Location identification items
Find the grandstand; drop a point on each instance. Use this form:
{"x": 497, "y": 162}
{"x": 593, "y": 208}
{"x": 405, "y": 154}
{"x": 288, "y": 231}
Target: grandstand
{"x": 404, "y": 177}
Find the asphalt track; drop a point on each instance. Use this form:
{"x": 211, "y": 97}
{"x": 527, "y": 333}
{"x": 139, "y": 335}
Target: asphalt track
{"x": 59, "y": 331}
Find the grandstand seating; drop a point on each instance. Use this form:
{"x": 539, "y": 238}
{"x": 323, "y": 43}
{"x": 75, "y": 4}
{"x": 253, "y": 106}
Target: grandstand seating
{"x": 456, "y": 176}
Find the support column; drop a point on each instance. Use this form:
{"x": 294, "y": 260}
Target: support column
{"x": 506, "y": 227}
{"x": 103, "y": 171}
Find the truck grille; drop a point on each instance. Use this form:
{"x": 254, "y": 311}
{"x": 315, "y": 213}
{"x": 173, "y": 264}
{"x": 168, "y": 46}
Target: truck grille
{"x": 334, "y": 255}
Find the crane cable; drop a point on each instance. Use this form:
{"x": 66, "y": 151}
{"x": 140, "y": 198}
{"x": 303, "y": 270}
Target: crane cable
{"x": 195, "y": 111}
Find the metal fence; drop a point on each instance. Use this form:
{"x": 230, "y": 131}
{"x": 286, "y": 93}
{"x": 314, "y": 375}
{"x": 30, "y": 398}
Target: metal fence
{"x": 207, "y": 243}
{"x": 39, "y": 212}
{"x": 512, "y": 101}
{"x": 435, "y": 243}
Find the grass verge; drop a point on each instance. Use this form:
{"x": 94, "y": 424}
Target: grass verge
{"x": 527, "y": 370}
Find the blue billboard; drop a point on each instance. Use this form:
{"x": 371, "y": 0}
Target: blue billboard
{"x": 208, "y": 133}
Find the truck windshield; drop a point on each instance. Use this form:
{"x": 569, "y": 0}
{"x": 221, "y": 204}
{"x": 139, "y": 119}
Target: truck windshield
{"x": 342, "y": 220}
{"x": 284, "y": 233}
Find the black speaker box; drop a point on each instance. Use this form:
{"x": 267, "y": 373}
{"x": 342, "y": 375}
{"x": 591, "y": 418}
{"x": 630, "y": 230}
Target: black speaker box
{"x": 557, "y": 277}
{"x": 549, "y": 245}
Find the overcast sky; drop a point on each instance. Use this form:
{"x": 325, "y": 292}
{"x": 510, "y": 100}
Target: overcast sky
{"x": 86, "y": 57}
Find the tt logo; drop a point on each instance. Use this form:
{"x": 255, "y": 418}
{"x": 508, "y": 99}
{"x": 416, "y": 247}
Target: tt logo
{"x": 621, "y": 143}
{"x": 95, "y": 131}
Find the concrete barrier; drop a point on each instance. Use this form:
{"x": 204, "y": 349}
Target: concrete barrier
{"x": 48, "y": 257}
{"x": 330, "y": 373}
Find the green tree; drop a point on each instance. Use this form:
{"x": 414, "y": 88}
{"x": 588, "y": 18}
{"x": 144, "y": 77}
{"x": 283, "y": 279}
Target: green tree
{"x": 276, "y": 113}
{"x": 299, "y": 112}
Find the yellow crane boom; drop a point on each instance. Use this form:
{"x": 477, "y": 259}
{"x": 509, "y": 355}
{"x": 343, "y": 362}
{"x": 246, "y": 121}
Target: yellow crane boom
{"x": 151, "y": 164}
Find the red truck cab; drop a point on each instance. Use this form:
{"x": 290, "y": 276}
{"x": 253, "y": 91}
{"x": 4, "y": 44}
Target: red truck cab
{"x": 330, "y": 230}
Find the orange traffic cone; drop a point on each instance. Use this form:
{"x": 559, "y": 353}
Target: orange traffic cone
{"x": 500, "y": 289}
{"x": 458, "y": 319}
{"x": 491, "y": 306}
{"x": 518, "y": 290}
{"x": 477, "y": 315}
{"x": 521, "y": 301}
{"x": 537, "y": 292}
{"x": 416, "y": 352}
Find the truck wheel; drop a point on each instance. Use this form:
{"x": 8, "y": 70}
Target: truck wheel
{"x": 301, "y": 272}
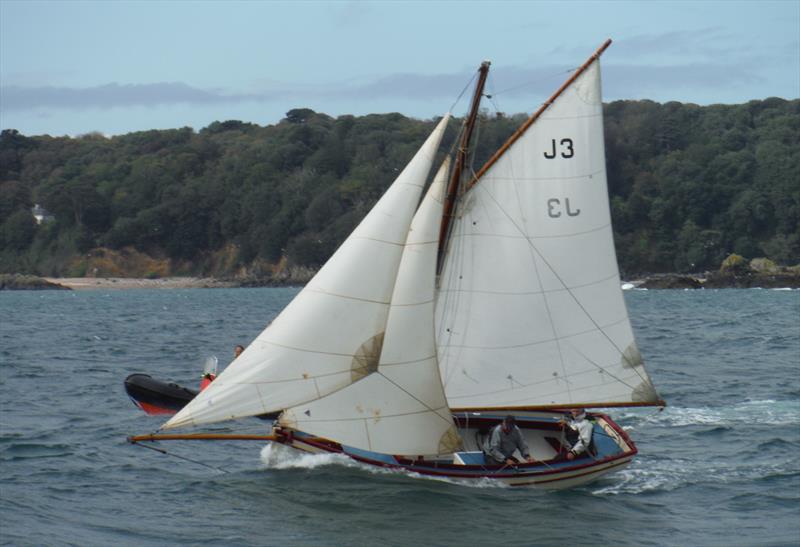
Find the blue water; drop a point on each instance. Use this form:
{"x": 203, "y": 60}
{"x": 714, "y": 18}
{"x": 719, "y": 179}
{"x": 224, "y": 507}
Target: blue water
{"x": 719, "y": 466}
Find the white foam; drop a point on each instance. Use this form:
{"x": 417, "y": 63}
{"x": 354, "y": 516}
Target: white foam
{"x": 765, "y": 412}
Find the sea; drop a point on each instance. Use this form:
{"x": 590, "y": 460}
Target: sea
{"x": 720, "y": 465}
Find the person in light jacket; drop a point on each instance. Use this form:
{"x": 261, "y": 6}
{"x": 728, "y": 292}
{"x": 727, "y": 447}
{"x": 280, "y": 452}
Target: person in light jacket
{"x": 506, "y": 438}
{"x": 582, "y": 429}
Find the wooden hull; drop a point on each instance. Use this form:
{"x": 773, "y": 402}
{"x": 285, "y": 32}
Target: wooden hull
{"x": 552, "y": 470}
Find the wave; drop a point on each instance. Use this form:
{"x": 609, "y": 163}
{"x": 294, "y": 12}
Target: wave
{"x": 764, "y": 412}
{"x": 646, "y": 476}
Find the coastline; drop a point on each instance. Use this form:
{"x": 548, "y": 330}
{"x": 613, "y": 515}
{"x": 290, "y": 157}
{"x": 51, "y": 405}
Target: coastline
{"x": 653, "y": 281}
{"x": 104, "y": 283}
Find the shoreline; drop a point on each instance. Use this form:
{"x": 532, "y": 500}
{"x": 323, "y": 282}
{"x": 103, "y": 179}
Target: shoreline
{"x": 654, "y": 281}
{"x": 102, "y": 283}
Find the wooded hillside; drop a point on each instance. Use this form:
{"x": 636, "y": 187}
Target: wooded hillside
{"x": 689, "y": 185}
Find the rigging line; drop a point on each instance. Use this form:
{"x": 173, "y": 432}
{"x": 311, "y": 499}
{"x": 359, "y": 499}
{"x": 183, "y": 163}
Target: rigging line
{"x": 162, "y": 451}
{"x": 605, "y": 371}
{"x": 531, "y": 82}
{"x": 538, "y": 276}
{"x": 469, "y": 83}
{"x": 569, "y": 291}
{"x": 425, "y": 405}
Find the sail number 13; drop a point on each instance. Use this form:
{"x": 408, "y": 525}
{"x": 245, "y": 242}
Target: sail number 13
{"x": 565, "y": 149}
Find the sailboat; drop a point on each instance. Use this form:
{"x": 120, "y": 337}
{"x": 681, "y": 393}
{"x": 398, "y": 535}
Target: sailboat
{"x": 497, "y": 293}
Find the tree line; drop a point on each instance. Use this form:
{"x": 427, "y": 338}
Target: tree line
{"x": 689, "y": 185}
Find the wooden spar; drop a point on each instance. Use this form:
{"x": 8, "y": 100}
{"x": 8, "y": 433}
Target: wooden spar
{"x": 524, "y": 127}
{"x": 460, "y": 164}
{"x": 660, "y": 403}
{"x": 199, "y": 437}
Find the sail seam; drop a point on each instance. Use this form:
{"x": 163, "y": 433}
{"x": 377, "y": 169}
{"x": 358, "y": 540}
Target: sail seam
{"x": 411, "y": 304}
{"x": 366, "y": 420}
{"x": 494, "y": 178}
{"x": 530, "y": 237}
{"x": 421, "y": 360}
{"x": 548, "y": 340}
{"x": 345, "y": 296}
{"x": 527, "y": 293}
{"x": 539, "y": 383}
{"x": 541, "y": 256}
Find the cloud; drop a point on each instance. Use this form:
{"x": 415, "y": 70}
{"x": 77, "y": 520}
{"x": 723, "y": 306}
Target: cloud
{"x": 626, "y": 79}
{"x": 113, "y": 95}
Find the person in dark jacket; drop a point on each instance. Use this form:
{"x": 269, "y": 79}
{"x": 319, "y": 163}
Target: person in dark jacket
{"x": 506, "y": 438}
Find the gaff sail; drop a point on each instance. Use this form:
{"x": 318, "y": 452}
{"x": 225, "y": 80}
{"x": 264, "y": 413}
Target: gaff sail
{"x": 530, "y": 312}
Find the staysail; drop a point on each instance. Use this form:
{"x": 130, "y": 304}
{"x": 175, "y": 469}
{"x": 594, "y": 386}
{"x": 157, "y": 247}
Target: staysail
{"x": 529, "y": 311}
{"x": 331, "y": 334}
{"x": 401, "y": 407}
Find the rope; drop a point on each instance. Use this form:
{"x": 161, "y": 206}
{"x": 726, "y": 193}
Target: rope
{"x": 475, "y": 75}
{"x": 531, "y": 82}
{"x": 162, "y": 451}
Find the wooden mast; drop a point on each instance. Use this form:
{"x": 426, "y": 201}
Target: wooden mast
{"x": 460, "y": 164}
{"x": 524, "y": 127}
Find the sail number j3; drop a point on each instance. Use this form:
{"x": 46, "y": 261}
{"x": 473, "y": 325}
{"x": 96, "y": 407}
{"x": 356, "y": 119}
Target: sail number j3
{"x": 565, "y": 149}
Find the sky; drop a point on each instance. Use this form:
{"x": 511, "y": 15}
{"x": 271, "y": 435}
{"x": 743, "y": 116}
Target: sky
{"x": 76, "y": 67}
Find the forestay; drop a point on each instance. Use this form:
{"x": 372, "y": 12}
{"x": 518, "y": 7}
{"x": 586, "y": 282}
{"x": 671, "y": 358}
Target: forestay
{"x": 331, "y": 334}
{"x": 400, "y": 408}
{"x": 530, "y": 311}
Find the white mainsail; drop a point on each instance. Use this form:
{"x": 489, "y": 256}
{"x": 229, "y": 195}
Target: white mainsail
{"x": 331, "y": 334}
{"x": 530, "y": 311}
{"x": 400, "y": 408}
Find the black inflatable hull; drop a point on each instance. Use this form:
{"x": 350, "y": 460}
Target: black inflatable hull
{"x": 157, "y": 397}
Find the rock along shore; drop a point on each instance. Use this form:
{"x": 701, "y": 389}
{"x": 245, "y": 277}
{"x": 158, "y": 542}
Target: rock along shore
{"x": 714, "y": 280}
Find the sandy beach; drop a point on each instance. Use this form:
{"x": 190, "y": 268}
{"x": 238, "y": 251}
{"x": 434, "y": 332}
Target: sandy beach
{"x": 95, "y": 283}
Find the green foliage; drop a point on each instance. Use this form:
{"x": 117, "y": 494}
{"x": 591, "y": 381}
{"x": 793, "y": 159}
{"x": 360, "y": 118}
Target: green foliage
{"x": 689, "y": 185}
{"x": 734, "y": 264}
{"x": 18, "y": 230}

§ **Short problem**
Give back exactly the lines from the line holding "Find the white mainsail;" through the last line of the listing, including both.

§ **Answer to this exercise**
Find the white mainsail; drop a point on each instance. Use this form:
{"x": 489, "y": 256}
{"x": 229, "y": 195}
Target: white mainsail
{"x": 331, "y": 334}
{"x": 530, "y": 311}
{"x": 400, "y": 408}
Find the black inflatable hull; drop a point on each instance. Use this form:
{"x": 350, "y": 460}
Target: black inflatable hull
{"x": 157, "y": 397}
Find the rock along shore; drop a point on each instance. Use this form:
{"x": 701, "y": 389}
{"x": 245, "y": 277}
{"x": 158, "y": 542}
Target: rock along shore
{"x": 714, "y": 280}
Find the sandy beach; drop a point on each instance. Use this form:
{"x": 190, "y": 268}
{"x": 238, "y": 251}
{"x": 434, "y": 332}
Target: sandy beach
{"x": 95, "y": 283}
Find the green foliage; drop a point on each instance. Use this form:
{"x": 117, "y": 494}
{"x": 591, "y": 381}
{"x": 793, "y": 159}
{"x": 360, "y": 118}
Target: green foliage
{"x": 689, "y": 185}
{"x": 734, "y": 264}
{"x": 18, "y": 230}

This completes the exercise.